— Material for this exercise —

+++++

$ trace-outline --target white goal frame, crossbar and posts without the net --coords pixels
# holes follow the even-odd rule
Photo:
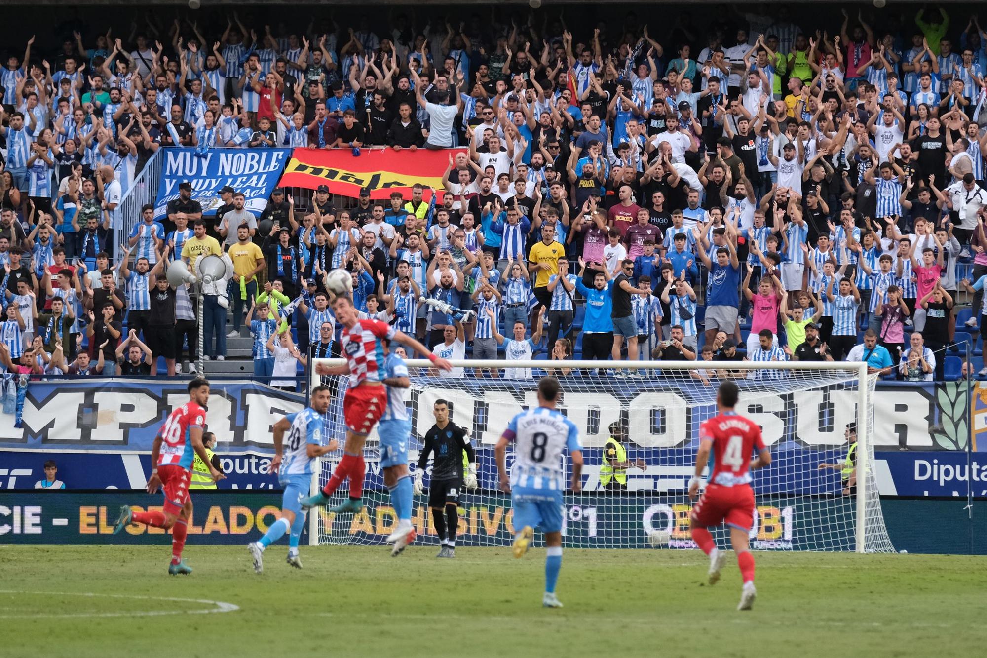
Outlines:
[[[309,402],[312,387],[320,383],[322,375],[316,372],[318,365],[329,367],[342,366],[344,359],[310,359],[308,367],[309,387],[305,393],[306,404]],[[409,368],[434,368],[427,359],[409,359],[405,362]],[[870,459],[871,448],[871,419],[867,417],[871,409],[871,391],[869,378],[873,375],[868,371],[867,362],[799,362],[799,361],[767,361],[767,362],[721,362],[721,361],[505,361],[502,359],[460,359],[449,362],[453,368],[503,370],[538,369],[559,370],[564,368],[577,370],[842,370],[856,372],[857,376],[857,452],[855,465],[857,467],[857,500],[855,543],[856,552],[866,552],[866,522],[868,485],[874,477]],[[322,457],[315,463],[315,472],[321,472]],[[312,493],[319,490],[318,478],[312,478]],[[319,515],[309,515],[309,542],[316,545],[319,542]]]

+++++

— Required action —
Please repeat every record above exactly, leaving the pictures out.

— Solved exercise —
$ trace-outline --target white goal frame, crossbar and posts without the net --coords pixels
# holes follow the even-odd rule
Photo:
Outlines:
[[[309,402],[312,387],[320,383],[322,375],[316,372],[318,365],[329,367],[342,366],[344,359],[310,359],[308,367],[309,387],[305,393],[306,404]],[[409,368],[434,368],[427,359],[409,359],[405,362]],[[870,459],[871,448],[871,419],[867,417],[871,409],[871,391],[869,378],[873,375],[868,371],[867,362],[799,362],[799,361],[767,361],[767,362],[721,362],[721,361],[505,361],[502,359],[460,359],[449,362],[453,368],[503,370],[538,369],[559,370],[564,368],[577,370],[842,370],[856,372],[857,376],[857,452],[855,465],[857,467],[857,500],[855,543],[856,552],[866,552],[866,522],[868,485],[874,477]],[[322,457],[315,463],[315,472],[321,472]],[[312,493],[319,490],[318,478],[312,478]],[[319,515],[309,515],[309,542],[316,545],[319,542]]]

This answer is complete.